WHAT THE TASK ASKS:
Can you transcribe every line exactly and leave the pictures behind?

DATASET:
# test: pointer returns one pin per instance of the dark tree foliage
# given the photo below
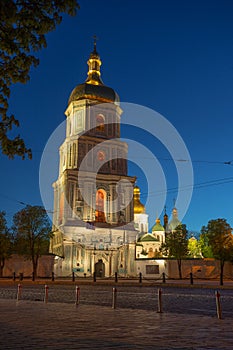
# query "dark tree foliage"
(5, 242)
(220, 239)
(176, 245)
(23, 26)
(32, 232)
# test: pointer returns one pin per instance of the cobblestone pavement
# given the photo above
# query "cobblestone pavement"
(36, 325)
(201, 301)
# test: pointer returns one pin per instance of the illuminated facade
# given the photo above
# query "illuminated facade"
(99, 224)
(93, 195)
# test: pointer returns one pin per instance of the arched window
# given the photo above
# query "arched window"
(100, 126)
(61, 208)
(99, 206)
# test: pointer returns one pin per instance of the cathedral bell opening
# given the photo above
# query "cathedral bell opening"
(100, 269)
(100, 201)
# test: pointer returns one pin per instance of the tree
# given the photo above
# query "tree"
(176, 245)
(194, 248)
(32, 232)
(205, 247)
(220, 239)
(5, 242)
(23, 26)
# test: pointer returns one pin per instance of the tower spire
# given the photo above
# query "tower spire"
(94, 63)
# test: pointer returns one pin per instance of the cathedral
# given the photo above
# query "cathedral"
(99, 224)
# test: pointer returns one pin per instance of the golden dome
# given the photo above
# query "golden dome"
(157, 226)
(94, 88)
(138, 206)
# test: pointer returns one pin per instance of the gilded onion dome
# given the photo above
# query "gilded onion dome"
(157, 226)
(174, 221)
(94, 88)
(138, 206)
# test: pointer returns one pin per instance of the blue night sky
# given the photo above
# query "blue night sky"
(175, 57)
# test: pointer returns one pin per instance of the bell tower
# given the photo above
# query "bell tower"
(93, 195)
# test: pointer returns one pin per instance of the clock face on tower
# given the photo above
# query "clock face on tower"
(101, 155)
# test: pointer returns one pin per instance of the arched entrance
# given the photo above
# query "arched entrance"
(100, 269)
(99, 206)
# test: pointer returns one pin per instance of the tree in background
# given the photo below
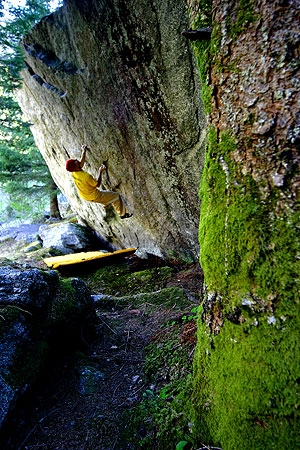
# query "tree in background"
(24, 176)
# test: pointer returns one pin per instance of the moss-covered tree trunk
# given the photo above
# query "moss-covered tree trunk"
(247, 359)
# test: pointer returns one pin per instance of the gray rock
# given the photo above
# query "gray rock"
(67, 238)
(38, 311)
(120, 77)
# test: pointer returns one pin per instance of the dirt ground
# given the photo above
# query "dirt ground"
(59, 413)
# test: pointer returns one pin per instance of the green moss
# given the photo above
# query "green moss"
(160, 420)
(246, 384)
(246, 377)
(243, 246)
(245, 14)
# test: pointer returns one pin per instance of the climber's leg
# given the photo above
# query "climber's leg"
(110, 197)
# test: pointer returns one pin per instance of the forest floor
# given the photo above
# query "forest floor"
(131, 356)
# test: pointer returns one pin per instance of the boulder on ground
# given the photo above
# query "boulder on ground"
(67, 238)
(39, 312)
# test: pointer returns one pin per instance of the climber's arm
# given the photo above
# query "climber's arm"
(101, 170)
(84, 149)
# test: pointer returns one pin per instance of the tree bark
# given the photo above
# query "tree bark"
(54, 209)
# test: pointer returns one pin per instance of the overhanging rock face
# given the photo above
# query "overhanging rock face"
(119, 77)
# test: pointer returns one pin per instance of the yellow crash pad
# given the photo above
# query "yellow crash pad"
(56, 262)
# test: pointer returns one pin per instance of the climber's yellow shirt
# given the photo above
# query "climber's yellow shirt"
(86, 185)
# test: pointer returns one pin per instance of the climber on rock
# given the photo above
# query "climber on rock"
(88, 187)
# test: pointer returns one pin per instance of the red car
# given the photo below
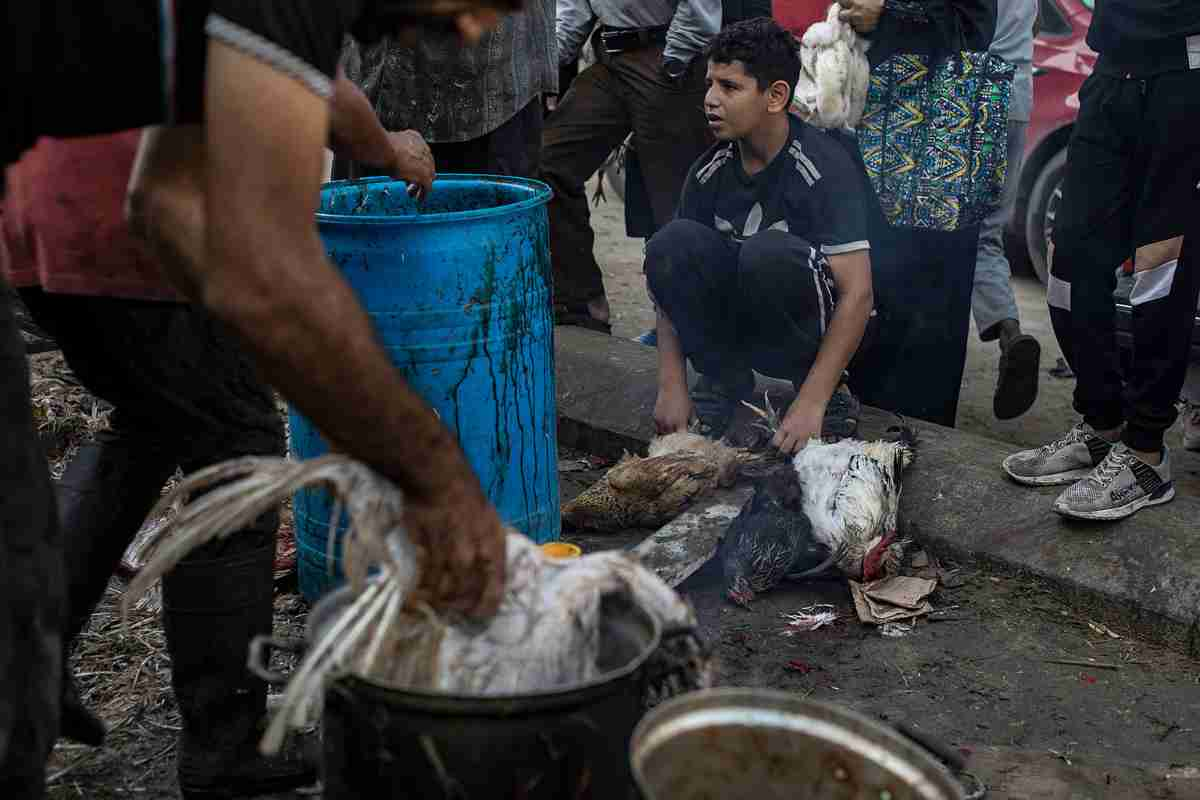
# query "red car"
(1061, 62)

COMPLETE ANSWER:
# test: pointer returns one pin per instance of the dark tree foliage
# given the photo below
# query "dark tree foliage"
(5, 242)
(220, 239)
(176, 245)
(23, 26)
(32, 232)
# test: pointer returns one pin per instance of the cobblestone pavement
# given the photo above
# query "cobblestone pavement"
(36, 325)
(201, 301)
# test: pointer returns one pin per instance of the illuminated facade
# given the photo above
# query "illuminated facade"
(99, 224)
(93, 195)
# test: pointer returns one pin per instance of the arched window
# given the photo above
# query "arched window"
(100, 126)
(61, 208)
(99, 206)
# test: pointer returns one pin per instance of the cathedral bell opening
# given the photo above
# query "cathedral bell opening"
(100, 269)
(100, 201)
# test: pointer returns one pin per instance of the tree
# given the photo above
# query "tree"
(176, 245)
(194, 248)
(32, 232)
(205, 247)
(220, 239)
(5, 242)
(23, 26)
# test: pointer returns one pin per instance of the tower spire
# given the photo above
# query "tower spire"
(94, 63)
# test: pointer returns one pin per instance of the cathedral
# given the photo above
# query "cathedral"
(99, 224)
# test: pointer returns one pin per instance of the golden dome
# given the photo above
# query "golden dome"
(157, 226)
(94, 88)
(138, 206)
# test: pointer returns one pin per instance of the gilded onion dome
# given the photo above
# query "gilded onion dome"
(157, 226)
(174, 221)
(94, 88)
(138, 206)
# test: pointer returns one pin per instance of the blue night sky
# given the photo above
# query "blue night sky"
(175, 57)
# test: pointer returns one pin per instance of the bell tower
# given the photo above
# query "bell tower"
(93, 195)
# test: pointer returns one pin per instance of the clock face on tower
# given the photo above
# query "clock face on tower"
(101, 155)
# test: pointer returns one pin per instance of the arched entrance
# given the photo above
# query "arched entrance"
(100, 269)
(99, 206)
# test: pointer returns one pin per instance of the tree in background
# given the photo below
# query "tree in background"
(24, 176)
# test: pointer returns one pin per instance of the moss-covered tree trunk
# given the photo above
# query "moss-covered tree trunk"
(247, 359)
# test: pointer returns one pin per instance of the gray rock
# given the photo above
# query "gray rock"
(67, 238)
(38, 311)
(120, 77)
# test: pointer returns one pin per instance of the dirt ground
# given the photo above
# query "dirt ground"
(59, 413)
# test: pointer returns one pin per instance of the green moss
# given the photo above
# query "green moss"
(160, 420)
(246, 384)
(246, 377)
(243, 246)
(245, 14)
# test: pointer returns one pin per instance of the climber's leg
# given the photo above
# query "climber's leg"
(110, 197)
# test: pointer returns one pin per instance of the forest floor
# given the photo above
# query "forest floor"
(131, 356)
# test: pointer returns one pin per instance of the boulder on ground
# given the photo above
# query "boulder on ground"
(67, 238)
(39, 312)
# test: pointer returns one pin per instance of the climber's arm
# given the photo above
# query "climber's arm"
(101, 170)
(84, 149)
# test: pointer returns one pin per instance of the tree bark
# given the photo above
# query "tree bark"
(54, 209)
# test: pointer returns one pin per instance of the overhanging rock face
# given the photo above
# query "overhanging rock face"
(119, 77)
# test: pointer returns one pin per instance of the yellow crash pad
# given the photo above
# query "yellow crash pad"
(56, 262)
# test: pointer returns one pin per instance of the climber's yellow shirt
# given the photo above
# query "climber's yellow shirt"
(86, 185)
# test: pointer returns one pin per instance of the climber on rock
# given the photo above
# query "climber on rock"
(88, 187)
# test: pointer returns one pin per instance of the red car
# given the photo below
# query "red car"
(1061, 62)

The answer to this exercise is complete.